**Seçilmiş Metin**
- - - - -
Şeker: Öcalan için Mandela Kuralları uygulanmalı

img
HABER MERKEZİ - Avrupa Konseyi'nin İmralı’daki “özel hukuk” ile ilgili aldığı kararların önemli olduğunu belirten ÖHD Eş Genel Başkanı Bünyamin Şeker, Türkiye’nin Mandela Kuralları’na göre yeni bir mekanizma oluşturması gerektiğinin altını çizdi.  
 
Asrın Hukuk Bürosu ile Özgürlük İçin Hukukçular Derneği (ÖHD), Toplum ve Hukuk Araştırmaları Vakfı (TOHAV), İnsan Hakları Derneği (İHD) ve Türkiye İnsan Hakları Vakfı’nın (TİHV), PKK Lideri Abdullah Öcalan ile tutuklular Hayati Kaytan, Emin Gurban ve Civan Boltan’a verilen ağırlaştırılmış müebbet hapis cezasına Avrupa İnsan Hakları Mahkemesi’nin (AİHM) verdiği ihlal kararının denetlenmesi için 27 Temmuz’da Avrupa Konseyi Bakanlar Komitesi’ne (AK BK) bildirim ile başvuruda bulundu. Komite, 30 Kasım-2 Aralık’ta yaptığı toplantıda görüştüğü başvuruya dair kararlarını açıkladı.
- - - - -
**Verilen Bilgiler**
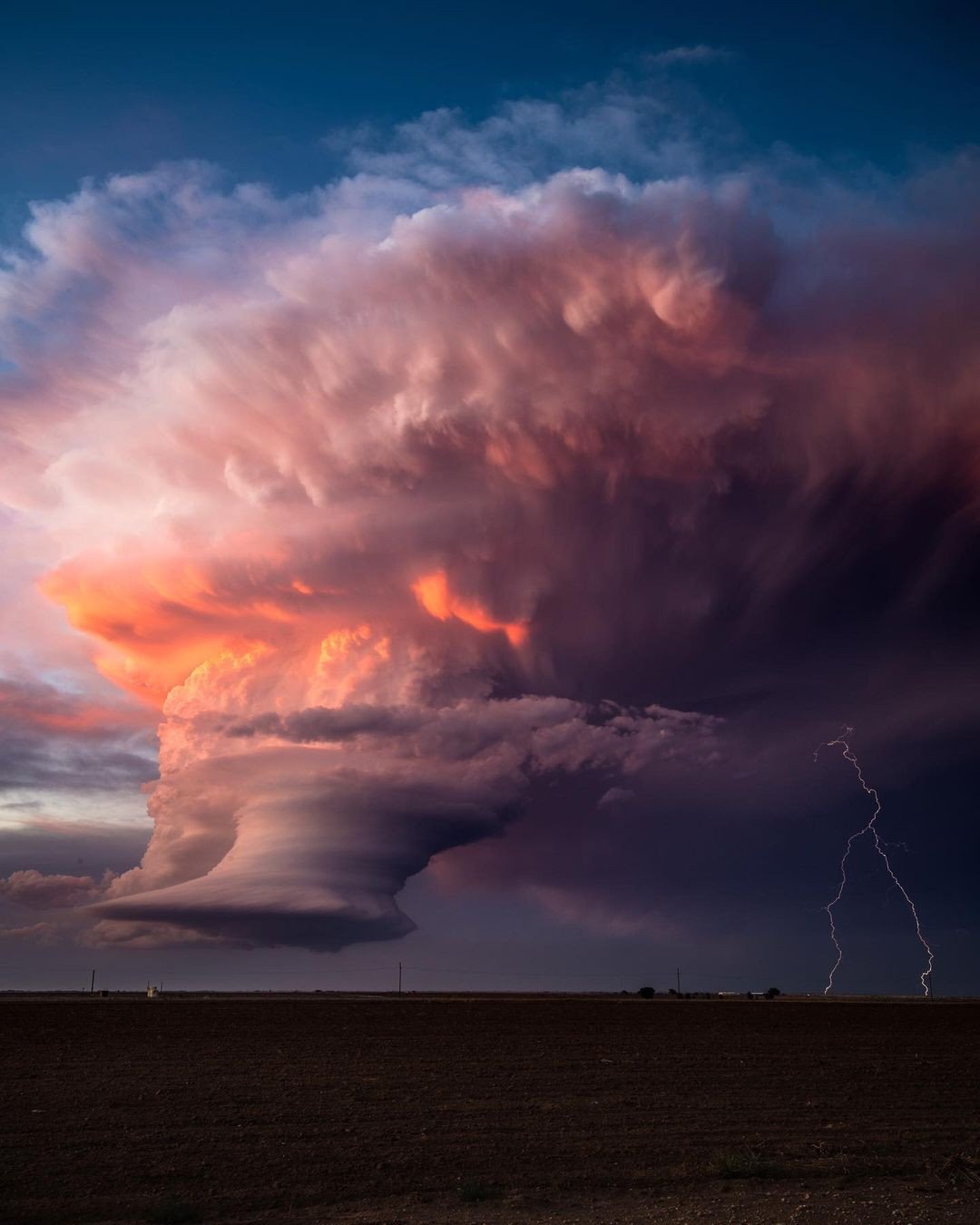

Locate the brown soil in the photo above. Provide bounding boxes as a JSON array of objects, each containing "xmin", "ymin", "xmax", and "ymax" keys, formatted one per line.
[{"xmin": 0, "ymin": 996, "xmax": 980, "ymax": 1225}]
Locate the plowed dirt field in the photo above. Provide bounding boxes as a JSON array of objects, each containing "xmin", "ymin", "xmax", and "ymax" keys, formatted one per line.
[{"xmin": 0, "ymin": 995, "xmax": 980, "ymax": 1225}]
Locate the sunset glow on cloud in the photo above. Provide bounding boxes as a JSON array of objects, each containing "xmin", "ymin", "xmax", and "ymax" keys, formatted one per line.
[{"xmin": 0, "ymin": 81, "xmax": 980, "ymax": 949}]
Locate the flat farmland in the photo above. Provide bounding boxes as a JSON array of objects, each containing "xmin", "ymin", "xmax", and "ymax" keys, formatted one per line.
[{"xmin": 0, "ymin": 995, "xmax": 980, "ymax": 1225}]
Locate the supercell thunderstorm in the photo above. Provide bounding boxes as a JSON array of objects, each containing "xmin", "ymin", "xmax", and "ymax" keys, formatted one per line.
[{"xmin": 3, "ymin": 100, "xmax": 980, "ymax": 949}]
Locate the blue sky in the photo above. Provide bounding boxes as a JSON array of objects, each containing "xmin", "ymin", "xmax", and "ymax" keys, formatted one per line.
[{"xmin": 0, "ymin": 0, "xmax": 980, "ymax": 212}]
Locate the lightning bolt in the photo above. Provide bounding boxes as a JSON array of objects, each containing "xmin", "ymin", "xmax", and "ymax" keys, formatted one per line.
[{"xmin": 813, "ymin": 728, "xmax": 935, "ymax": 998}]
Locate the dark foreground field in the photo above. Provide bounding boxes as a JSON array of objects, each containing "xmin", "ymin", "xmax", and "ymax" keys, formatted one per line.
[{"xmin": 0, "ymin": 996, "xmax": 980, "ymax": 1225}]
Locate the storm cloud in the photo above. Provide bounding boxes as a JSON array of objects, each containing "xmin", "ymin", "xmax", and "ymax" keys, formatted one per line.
- - - - -
Seçilmiş metni baştan sona, tek bir değişiklik yapmadan yazdırın.

Şeker: Öcalan için Mandela Kuralları uygulanmalı

img
HABER MERKEZİ - Avrupa Konseyi'nin İmralı’daki “özel hukuk” ile ilgili aldığı kararların önemli olduğunu belirten ÖHD Eş Genel Başkanı Bünyamin Şeker, Türkiye’nin Mandela Kuralları’na göre yeni bir mekanizma oluşturması gerektiğinin altını çizdi.  
 
Asrın Hukuk Bürosu ile Özgürlük İçin Hukukçular Derneği (ÖHD), Toplum ve Hukuk Araştırmaları Vakfı (TOHAV), İnsan Hakları Derneği (İHD) ve Türkiye İnsan Hakları Vakfı’nın (TİHV), PKK Lideri Abdullah Öcalan ile tutuklular Hayati Kaytan, Emin Gurban ve Civan Boltan’a verilen ağırlaştırılmış müebbet hapis cezasına Avrupa İnsan Hakları Mahkemesi’nin (AİHM) verdiği ihlal kararının denetlenmesi için 27 Temmuz’da Avrupa Konseyi Bakanlar Komitesi’ne (AK BK) bildirim ile başvuruda bulundu. Komite, 30 Kasım-2 Aralık’ta yaptığı toplantıda görüştüğü başvuruya dair kararlarını açıkladı.